[Coordinate labeling data]
****

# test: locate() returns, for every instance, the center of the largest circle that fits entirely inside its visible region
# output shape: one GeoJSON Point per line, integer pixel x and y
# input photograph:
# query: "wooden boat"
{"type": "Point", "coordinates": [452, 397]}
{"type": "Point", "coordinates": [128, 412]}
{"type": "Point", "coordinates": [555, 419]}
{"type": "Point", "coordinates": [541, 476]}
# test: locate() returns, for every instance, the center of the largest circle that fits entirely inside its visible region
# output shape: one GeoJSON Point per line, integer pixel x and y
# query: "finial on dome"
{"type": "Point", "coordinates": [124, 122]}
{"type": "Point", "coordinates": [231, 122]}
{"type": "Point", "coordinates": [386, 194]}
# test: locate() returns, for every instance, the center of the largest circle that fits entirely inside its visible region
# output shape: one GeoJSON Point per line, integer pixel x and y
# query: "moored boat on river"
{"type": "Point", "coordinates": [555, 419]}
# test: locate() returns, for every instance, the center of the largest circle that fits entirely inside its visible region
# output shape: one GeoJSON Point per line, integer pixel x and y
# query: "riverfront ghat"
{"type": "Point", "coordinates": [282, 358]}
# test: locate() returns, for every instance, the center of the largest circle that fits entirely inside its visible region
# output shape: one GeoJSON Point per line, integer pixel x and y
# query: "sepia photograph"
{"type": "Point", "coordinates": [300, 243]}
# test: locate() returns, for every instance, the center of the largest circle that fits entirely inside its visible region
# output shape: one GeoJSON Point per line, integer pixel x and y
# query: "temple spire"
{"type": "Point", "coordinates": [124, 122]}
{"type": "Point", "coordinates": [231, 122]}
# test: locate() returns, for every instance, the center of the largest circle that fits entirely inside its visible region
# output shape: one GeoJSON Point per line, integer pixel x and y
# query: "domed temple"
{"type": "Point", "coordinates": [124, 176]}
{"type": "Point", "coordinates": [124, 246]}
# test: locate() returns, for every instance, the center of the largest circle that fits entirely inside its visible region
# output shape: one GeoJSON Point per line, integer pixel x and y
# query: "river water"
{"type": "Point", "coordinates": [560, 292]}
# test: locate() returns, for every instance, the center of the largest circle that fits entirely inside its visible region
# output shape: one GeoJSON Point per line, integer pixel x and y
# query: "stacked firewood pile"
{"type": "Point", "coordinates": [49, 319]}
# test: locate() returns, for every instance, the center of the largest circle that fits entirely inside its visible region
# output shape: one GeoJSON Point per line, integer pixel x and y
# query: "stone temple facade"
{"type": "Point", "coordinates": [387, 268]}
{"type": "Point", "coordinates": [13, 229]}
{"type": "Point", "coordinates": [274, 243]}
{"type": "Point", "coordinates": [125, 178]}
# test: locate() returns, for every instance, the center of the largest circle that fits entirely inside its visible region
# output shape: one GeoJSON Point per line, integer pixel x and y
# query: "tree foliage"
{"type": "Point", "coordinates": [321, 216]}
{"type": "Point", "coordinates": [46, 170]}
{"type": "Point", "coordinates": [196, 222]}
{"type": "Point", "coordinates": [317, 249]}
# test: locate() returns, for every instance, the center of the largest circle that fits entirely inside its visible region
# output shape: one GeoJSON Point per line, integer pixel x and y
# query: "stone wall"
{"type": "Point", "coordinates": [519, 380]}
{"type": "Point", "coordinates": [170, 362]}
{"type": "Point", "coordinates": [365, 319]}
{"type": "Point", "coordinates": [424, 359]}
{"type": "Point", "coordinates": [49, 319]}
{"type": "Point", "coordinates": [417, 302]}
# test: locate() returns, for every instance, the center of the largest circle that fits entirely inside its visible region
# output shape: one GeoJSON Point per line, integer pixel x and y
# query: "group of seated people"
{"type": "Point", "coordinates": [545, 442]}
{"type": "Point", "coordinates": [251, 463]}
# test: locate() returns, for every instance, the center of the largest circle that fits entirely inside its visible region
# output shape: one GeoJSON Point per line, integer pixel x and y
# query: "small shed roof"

****

- Short task
Your task is to retype all of the records exactly.

- Written reply
# test: locate() returns, for every instance, the center of the largest circle that fits entirely inside its visible region
# output shape: one GeoJSON Point per line, integer pixel x and y
# input photograph:
# query: "wooden boat"
{"type": "Point", "coordinates": [452, 397]}
{"type": "Point", "coordinates": [128, 412]}
{"type": "Point", "coordinates": [555, 419]}
{"type": "Point", "coordinates": [541, 476]}
# test: locate() returns, for every instance, the center of the largest circle that fits entirely inside its visible region
# output shape: one GeoJSON Point per line, integer pixel x and y
# query: "finial on dome"
{"type": "Point", "coordinates": [124, 122]}
{"type": "Point", "coordinates": [231, 122]}
{"type": "Point", "coordinates": [386, 194]}
# test: locate() returns, for every instance, the center of the largest circle that fits entirely inside its visible region
# output shape: one GeoJSON Point per line, integer pixel x and y
# query: "moored boat on river"
{"type": "Point", "coordinates": [555, 419]}
# test: locate() returns, for every instance, the center of the largest circle that fits entirely inside its visible region
# output shape: one GeoJSON Point per line, integer pixel x and y
# query: "riverfront ghat"
{"type": "Point", "coordinates": [282, 358]}
# test: locate() returns, for every instance, the center of the largest circle that fits entirely inside its visible region
# output shape: one GeoJSON Point per line, integer pixel x and y
# query: "sepia photograph"
{"type": "Point", "coordinates": [300, 243]}
# test: locate() returns, for every instance, the center of the largest circle that fits entirely inside its visible region
# output shape: one GeoJSON Point per line, integer pixel x and y
# query: "temple spire"
{"type": "Point", "coordinates": [124, 122]}
{"type": "Point", "coordinates": [231, 122]}
# test: locate() returns, for every instance, the center of the largest circle that fits entirely inside its visible region
# output shape: one GeoJSON Point per line, integer pixel x and y
# query: "domed temple"
{"type": "Point", "coordinates": [124, 176]}
{"type": "Point", "coordinates": [124, 246]}
# test: locate() returns, for every instance, the center of the largest circle that fits entirely inside its visible region
# output shape: one GeoJSON Point per line, integer pixel x and y
# query: "river water"
{"type": "Point", "coordinates": [560, 292]}
# test: locate() returns, for every instance, the center of the largest circle that fits entirely inside its visible region
# output shape: one GeoJSON Point per line, integer pixel x and y
# query: "stacked firewood pile"
{"type": "Point", "coordinates": [49, 319]}
# test: locate() returns, for every instance, the center of the largest circle that fits entirely inside its visible region
# output shape: one GeoJSON Point per line, integer pixel x and y
# query: "stone temple facade"
{"type": "Point", "coordinates": [387, 268]}
{"type": "Point", "coordinates": [13, 229]}
{"type": "Point", "coordinates": [274, 243]}
{"type": "Point", "coordinates": [125, 178]}
# test: locate() returns, for every instance, the center of the largest circle that fits entirely inside its visible region
# output shape: one GeoJSON Point per line, integer pixel x and y
# query: "tree foliage"
{"type": "Point", "coordinates": [321, 216]}
{"type": "Point", "coordinates": [46, 170]}
{"type": "Point", "coordinates": [196, 222]}
{"type": "Point", "coordinates": [317, 249]}
# test: locate() returns, for every instance, the center of the largest circle that fits entirely inside its visible region
# output shape: one GeoJSON Point per line, integer pixel x and y
# query: "stone wall"
{"type": "Point", "coordinates": [519, 380]}
{"type": "Point", "coordinates": [170, 362]}
{"type": "Point", "coordinates": [365, 319]}
{"type": "Point", "coordinates": [424, 359]}
{"type": "Point", "coordinates": [49, 319]}
{"type": "Point", "coordinates": [417, 302]}
# test: locate() returns, for every instance, the center of the largest circle that fits entirely inside its visible region
# output shape: one GeoJSON Point per line, integer pixel x and y
# query: "group of seated people"
{"type": "Point", "coordinates": [545, 442]}
{"type": "Point", "coordinates": [251, 463]}
# test: locate() returns, for every instance, the center of the largest circle that fits entirely inside its visible region
# output shape: one GeoJSON Point per line, integer pixel x and y
# query: "small shed roof"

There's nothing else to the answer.